**WHAT YOU HAVE TO DO**
Transcribe the data below word for word, leaving out the pictures.

**INPUT MATERIAL**
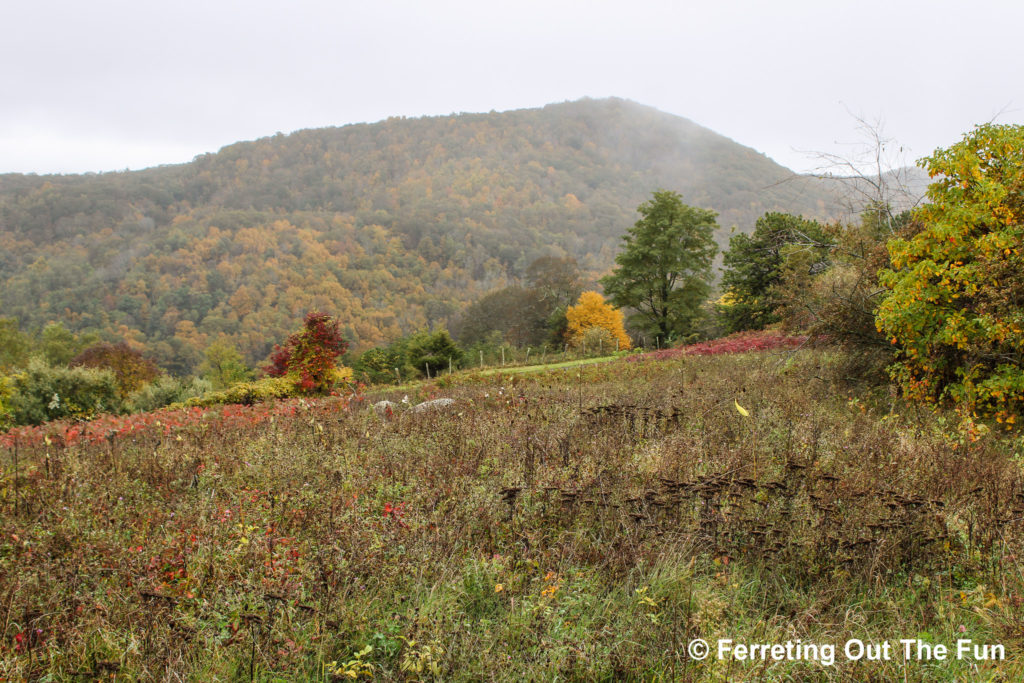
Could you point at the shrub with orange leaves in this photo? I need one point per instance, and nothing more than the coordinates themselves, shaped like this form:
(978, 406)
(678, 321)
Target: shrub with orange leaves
(954, 306)
(592, 312)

**THE COMPLETED TASK**
Could you point at the shrub with orange leaves in this photo? I need one point per instance, and nothing more than the coordinates themselves, shaped like this form:
(978, 406)
(678, 321)
Target: shrub with orange leaves
(954, 306)
(592, 312)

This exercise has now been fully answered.